Page:
Rapid prototyping: Titanic passenger survival using fastai tabular learner

June 1, 2024

In this post we’re going to use fastai to solve the Titanic passenger survival prediction problem on Kaggle.

The landing page of the Titanic competition on Kaggle. It introduces the competition where the task is to predict the survival outcome of the Titanic passengers.

Titanic passenger survival

In this prediction problem, we’re given descriptions of Titanic passengers, along with their survival outcome (survived vs died). Based on this, we need to train a machine learning model that is later evaluated on another passenger data file, where the survival outcomes are hidden (Kaggle knows them, but we don’t).

Stated exercise A: Copy the post on Titanic survival prediction word for word, from its title through its final sentence.
The post above has no connection to the listing that comes after it.

Record excerpts:
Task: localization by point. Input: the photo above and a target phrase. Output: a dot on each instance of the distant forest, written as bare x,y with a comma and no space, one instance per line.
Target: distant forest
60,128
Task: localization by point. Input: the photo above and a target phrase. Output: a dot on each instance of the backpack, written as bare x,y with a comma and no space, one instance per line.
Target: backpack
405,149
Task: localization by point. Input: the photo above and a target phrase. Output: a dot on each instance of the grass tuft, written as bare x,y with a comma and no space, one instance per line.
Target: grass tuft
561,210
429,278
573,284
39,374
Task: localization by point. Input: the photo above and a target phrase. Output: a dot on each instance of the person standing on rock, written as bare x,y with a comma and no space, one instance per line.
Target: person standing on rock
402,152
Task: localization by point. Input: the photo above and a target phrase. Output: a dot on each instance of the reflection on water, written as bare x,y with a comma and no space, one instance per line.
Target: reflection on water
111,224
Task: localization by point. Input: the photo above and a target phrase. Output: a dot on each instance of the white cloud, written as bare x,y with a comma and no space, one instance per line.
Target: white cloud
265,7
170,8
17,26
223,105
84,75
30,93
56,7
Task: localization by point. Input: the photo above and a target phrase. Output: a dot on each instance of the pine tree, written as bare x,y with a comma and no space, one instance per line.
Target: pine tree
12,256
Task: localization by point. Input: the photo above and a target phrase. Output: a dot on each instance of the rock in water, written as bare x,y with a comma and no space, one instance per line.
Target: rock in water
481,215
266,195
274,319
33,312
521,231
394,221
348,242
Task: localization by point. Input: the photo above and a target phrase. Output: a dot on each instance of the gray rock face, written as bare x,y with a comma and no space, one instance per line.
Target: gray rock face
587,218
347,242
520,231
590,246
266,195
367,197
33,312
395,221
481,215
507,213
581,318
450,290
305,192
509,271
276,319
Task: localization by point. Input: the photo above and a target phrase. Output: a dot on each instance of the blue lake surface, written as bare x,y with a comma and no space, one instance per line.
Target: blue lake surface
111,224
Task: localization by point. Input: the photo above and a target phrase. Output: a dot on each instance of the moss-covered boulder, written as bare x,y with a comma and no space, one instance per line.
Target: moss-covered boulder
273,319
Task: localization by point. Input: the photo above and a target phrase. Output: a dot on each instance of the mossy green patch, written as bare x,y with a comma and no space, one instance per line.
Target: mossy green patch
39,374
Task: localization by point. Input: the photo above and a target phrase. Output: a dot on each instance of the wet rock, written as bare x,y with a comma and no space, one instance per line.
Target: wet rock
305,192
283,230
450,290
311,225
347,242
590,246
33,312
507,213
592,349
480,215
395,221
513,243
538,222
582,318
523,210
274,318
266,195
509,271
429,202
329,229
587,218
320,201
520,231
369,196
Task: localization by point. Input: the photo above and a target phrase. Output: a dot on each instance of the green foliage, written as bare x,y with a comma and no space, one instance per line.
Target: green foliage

Stated exercise B: In the listing, take the lines from the one containing "of the moss-covered" through the end of the listing and change "boulder" to "stone", keeping everything else unchanged. Give only those lines.

Response A:
Rapid prototyping: Titanic passenger survival using fastai tabular learner

June 1, 2024

In this post we’re going to use fastai to solve the Titanic passenger survival prediction problem on Kaggle.

The landing page of the Titanic competition on Kaggle. It introduces the competition where the task is to predict the survival outcome of the Titanic passengers.

Titanic passenger survival

In this prediction problem, we’re given descriptions of Titanic passengers, along with their survival outcome (survived vs died). Based on this, we need to train a machine learning model that is later evaluated on another passenger data file, where the survival outcomes are hidden (Kaggle knows them, but we don’t).

Response B:
Task: localization by point. Input: the photo above and a target phrase. Output: a dot on each instance of the moss-covered stone, written as bare x,y with a comma and no space, one instance per line.
Target: moss-covered stone
273,319
Task: localization by point. Input: the photo above and a target phrase. Output: a dot on each instance of the mossy green patch, written as bare x,y with a comma and no space, one instance per line.
Target: mossy green patch
39,374
Task: localization by point. Input: the photo above and a target phrase. Output: a dot on each instance of the wet rock, written as bare x,y with a comma and no space, one instance per line.
Target: wet rock
305,192
283,230
450,290
311,225
347,242
590,246
33,312
507,213
592,349
480,215
395,221
513,243
538,222
582,318
523,210
274,318
266,195
509,271
429,202
329,229
587,218
320,201
520,231
369,196
Task: localization by point. Input: the photo above and a target phrase. Output: a dot on each instance of the green foliage, written as bare x,y with a comma and no space, one instance per line.
Target: green foliage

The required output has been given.